- RECORD EXCERPTS:
## Start

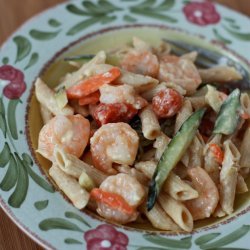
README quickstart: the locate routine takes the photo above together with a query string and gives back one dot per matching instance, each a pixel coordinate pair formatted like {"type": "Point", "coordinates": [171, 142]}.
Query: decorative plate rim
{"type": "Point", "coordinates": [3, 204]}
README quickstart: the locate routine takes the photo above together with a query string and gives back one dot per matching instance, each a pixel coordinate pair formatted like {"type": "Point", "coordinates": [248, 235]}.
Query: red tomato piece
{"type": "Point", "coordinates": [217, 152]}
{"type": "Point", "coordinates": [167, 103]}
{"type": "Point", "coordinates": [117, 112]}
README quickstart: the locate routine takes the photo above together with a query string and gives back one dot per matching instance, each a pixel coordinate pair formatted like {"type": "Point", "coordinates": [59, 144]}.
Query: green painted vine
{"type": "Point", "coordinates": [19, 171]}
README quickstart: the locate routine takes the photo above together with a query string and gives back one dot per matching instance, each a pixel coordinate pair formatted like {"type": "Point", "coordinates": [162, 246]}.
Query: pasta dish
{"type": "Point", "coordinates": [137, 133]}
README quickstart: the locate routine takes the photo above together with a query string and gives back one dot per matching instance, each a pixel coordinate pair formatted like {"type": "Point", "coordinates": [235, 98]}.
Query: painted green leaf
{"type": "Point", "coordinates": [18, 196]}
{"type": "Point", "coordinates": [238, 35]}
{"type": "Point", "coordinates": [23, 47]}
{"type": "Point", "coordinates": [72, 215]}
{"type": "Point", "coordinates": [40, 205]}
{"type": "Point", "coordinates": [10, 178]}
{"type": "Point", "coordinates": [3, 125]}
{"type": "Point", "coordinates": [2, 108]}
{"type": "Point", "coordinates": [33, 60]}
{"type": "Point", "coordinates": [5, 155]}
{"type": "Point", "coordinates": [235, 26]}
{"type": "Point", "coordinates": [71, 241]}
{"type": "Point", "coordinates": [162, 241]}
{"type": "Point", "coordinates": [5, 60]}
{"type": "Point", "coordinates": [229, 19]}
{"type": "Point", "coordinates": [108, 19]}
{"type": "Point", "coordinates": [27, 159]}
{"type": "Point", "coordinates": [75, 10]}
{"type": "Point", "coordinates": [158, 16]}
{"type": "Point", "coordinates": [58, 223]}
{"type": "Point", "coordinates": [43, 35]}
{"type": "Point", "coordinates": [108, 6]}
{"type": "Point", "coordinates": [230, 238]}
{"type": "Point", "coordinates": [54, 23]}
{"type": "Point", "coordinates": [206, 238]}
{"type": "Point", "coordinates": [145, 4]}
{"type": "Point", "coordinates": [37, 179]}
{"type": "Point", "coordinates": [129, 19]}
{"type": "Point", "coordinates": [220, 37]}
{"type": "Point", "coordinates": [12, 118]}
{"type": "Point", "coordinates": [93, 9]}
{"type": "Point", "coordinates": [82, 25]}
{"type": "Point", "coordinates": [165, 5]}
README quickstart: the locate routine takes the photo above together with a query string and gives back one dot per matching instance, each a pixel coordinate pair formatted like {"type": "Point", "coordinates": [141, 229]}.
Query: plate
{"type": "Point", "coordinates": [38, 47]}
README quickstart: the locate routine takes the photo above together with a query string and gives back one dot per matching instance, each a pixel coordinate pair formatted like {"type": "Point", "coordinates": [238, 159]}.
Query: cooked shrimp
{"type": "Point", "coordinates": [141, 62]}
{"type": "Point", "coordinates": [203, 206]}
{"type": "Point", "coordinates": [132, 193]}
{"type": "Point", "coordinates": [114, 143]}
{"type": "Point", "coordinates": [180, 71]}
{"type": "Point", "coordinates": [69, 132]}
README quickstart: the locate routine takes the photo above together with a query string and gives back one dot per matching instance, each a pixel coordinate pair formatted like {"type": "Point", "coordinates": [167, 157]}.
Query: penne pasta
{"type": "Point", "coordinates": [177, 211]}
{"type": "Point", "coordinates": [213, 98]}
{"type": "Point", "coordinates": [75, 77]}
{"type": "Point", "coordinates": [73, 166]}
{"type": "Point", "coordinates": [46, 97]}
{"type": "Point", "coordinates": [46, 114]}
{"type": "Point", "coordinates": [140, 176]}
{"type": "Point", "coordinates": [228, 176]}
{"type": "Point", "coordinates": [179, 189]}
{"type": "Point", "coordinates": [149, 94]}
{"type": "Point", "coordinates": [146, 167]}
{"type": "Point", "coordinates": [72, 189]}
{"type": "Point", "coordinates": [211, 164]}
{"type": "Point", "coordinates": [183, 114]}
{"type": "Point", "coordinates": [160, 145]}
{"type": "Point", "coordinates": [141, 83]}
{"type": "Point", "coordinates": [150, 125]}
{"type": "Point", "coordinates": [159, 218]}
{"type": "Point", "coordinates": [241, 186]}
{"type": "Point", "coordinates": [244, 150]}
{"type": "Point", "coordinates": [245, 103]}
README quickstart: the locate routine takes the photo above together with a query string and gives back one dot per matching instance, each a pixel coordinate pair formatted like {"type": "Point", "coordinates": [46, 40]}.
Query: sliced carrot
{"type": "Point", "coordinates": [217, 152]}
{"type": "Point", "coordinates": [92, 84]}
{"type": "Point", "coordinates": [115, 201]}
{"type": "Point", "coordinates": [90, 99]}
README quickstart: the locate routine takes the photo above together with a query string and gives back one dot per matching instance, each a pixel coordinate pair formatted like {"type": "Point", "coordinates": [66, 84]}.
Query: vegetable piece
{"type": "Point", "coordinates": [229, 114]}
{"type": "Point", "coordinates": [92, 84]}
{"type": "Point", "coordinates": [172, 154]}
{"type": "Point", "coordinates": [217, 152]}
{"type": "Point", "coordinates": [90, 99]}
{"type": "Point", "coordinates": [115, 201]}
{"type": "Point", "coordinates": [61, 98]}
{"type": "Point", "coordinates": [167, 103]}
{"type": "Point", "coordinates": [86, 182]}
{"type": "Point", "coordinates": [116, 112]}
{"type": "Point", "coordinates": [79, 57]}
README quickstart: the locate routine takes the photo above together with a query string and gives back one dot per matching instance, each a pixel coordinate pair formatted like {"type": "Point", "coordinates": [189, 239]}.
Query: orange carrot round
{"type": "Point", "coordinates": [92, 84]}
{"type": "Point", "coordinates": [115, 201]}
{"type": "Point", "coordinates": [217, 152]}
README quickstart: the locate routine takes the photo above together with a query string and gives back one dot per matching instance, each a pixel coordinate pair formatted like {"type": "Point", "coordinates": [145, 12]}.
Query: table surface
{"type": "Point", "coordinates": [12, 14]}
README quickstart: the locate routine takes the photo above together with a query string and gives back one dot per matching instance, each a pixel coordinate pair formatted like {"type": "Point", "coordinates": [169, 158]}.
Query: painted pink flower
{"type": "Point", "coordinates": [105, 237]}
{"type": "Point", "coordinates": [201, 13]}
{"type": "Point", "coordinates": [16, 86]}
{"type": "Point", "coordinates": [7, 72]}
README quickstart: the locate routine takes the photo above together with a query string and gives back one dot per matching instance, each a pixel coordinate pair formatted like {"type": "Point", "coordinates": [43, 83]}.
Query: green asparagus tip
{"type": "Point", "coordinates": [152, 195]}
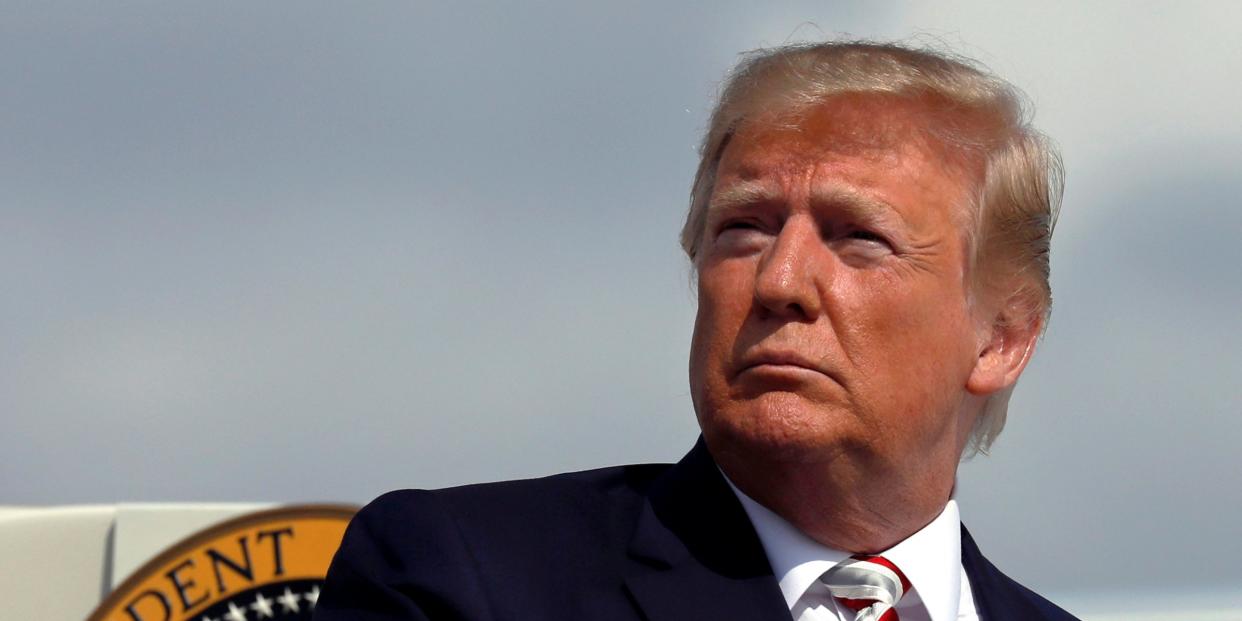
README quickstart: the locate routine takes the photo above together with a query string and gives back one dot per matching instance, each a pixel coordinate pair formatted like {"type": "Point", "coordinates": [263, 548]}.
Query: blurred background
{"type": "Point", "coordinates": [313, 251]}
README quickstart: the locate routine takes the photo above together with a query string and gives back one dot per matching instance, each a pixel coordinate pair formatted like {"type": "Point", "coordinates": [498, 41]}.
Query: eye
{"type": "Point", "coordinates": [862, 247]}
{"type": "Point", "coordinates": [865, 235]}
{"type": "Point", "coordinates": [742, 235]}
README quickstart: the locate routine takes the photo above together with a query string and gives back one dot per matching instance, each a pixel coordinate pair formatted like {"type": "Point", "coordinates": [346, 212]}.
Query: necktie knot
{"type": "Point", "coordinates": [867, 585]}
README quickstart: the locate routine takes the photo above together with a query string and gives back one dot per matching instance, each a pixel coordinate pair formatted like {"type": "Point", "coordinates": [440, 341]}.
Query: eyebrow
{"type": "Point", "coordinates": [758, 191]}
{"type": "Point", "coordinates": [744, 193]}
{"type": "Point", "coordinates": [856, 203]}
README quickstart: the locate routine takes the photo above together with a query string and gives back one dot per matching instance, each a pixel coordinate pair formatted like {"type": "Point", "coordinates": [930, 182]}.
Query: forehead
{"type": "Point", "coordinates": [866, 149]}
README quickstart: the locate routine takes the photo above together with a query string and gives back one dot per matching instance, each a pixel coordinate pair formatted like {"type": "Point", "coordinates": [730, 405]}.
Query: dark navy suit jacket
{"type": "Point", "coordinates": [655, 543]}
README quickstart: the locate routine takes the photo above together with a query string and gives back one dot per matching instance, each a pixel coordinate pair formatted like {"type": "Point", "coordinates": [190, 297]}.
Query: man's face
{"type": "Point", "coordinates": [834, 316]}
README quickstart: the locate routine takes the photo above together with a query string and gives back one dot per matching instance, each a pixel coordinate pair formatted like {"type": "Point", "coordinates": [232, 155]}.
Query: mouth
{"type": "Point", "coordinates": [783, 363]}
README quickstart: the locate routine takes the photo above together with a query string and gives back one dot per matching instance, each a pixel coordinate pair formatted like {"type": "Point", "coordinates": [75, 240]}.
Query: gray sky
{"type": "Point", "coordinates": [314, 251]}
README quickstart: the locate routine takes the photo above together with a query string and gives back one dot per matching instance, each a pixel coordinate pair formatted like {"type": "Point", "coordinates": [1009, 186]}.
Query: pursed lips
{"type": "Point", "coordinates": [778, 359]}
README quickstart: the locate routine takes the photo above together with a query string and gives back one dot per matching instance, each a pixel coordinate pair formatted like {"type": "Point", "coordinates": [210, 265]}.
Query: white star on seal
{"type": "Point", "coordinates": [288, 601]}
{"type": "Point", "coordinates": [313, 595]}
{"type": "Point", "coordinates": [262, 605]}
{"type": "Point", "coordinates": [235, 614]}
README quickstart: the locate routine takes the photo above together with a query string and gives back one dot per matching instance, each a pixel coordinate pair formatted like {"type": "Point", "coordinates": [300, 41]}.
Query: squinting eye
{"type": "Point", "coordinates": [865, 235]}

## End

- EXERCISE INSTRUCTIONS:
Pull out every line of the items above that contains the word "painted" and copy each one in full. Case counts.

- TASK OUTPUT:
Query: green painted vine
Query: painted green leaf
Query: painted pink flower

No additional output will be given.